**Point placement records:**
--- Start ---

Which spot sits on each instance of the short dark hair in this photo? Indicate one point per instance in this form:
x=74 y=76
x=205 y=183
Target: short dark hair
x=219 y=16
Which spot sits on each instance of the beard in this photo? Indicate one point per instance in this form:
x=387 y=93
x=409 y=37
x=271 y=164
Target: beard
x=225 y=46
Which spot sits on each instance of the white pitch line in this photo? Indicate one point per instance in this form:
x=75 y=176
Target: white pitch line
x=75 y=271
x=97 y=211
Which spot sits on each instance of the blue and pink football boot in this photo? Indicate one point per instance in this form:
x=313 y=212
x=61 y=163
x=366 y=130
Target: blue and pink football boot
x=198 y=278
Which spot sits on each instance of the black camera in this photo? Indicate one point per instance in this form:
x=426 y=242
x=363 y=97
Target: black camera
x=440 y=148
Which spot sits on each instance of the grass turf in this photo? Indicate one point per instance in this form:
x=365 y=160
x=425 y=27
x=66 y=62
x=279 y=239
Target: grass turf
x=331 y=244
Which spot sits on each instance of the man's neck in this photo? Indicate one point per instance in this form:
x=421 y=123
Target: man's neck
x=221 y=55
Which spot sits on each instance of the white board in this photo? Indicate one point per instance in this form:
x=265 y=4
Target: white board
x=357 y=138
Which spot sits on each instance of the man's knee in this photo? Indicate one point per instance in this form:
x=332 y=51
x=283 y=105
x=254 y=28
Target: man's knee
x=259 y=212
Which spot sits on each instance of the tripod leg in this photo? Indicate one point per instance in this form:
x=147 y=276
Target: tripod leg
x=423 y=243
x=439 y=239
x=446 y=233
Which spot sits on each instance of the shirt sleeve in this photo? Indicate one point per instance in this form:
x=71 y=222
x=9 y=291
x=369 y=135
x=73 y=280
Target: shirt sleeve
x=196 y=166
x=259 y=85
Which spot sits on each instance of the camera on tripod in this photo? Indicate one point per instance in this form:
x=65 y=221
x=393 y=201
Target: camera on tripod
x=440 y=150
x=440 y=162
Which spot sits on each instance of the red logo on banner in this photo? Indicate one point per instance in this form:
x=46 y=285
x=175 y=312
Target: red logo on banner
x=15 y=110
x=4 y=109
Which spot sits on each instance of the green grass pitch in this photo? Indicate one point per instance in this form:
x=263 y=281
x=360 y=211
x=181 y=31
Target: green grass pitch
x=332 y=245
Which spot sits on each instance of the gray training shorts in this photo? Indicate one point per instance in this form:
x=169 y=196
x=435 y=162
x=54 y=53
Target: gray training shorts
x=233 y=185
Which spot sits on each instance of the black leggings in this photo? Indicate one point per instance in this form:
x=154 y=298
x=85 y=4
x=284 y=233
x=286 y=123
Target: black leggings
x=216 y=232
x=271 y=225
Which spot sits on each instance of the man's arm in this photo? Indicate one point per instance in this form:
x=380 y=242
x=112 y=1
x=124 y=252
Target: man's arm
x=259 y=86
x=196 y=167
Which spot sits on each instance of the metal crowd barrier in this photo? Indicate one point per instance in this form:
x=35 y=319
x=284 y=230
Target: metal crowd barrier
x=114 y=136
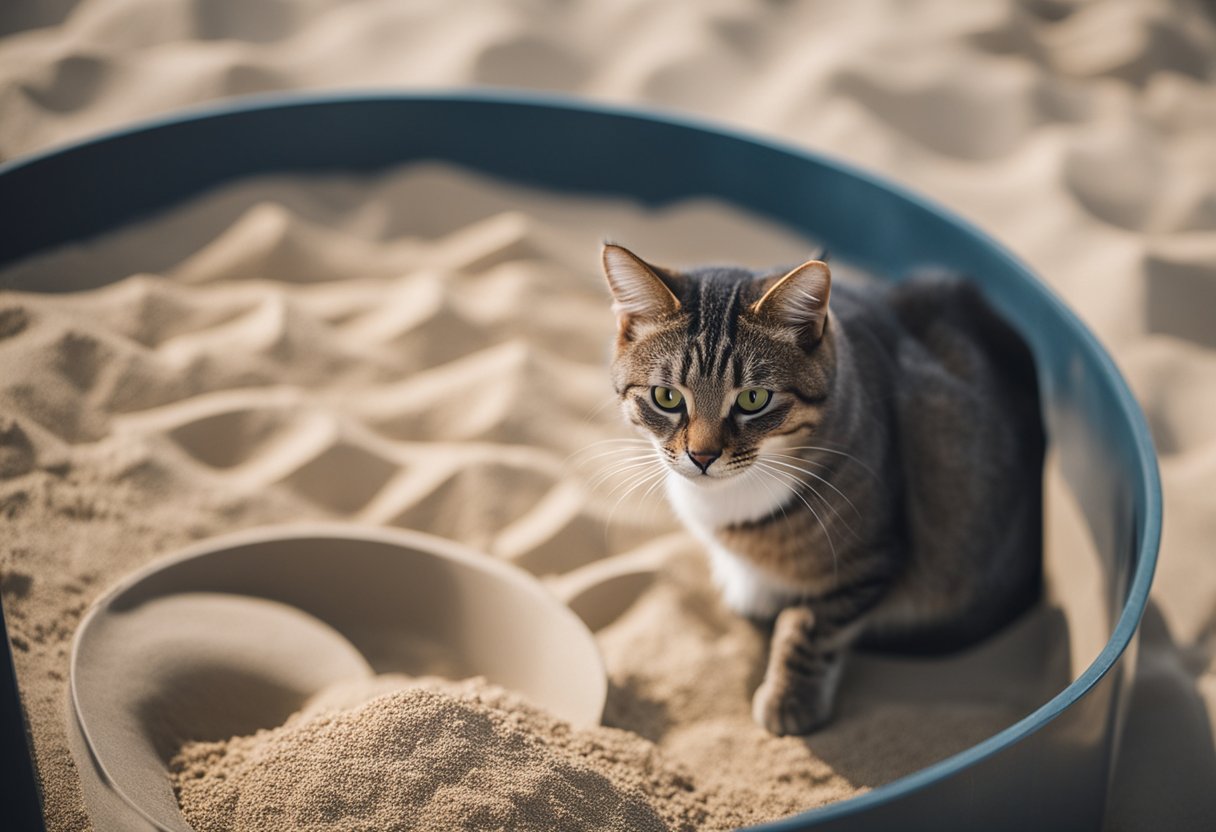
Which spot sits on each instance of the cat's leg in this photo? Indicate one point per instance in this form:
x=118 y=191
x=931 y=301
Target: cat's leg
x=805 y=662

--- End ---

**WHAT TO DO:** Copy every line of the records from the line that contains "Which spot sits on each instance of the grass" through the line that contains "x=331 y=244", and rescale the coordinates in the answers by multiplying them by 0.4 and rounding to whole numbers, with halves rounded up. Leave the requests and their format samples unchanged.

**ANSWER TO THIS EXERCISE:**
Which spot sits on each instance of the grass turf in this photo? Indicate one point per instance in this form:
x=365 y=160
x=425 y=27
x=66 y=62
x=279 y=239
Target: grass turf
x=132 y=98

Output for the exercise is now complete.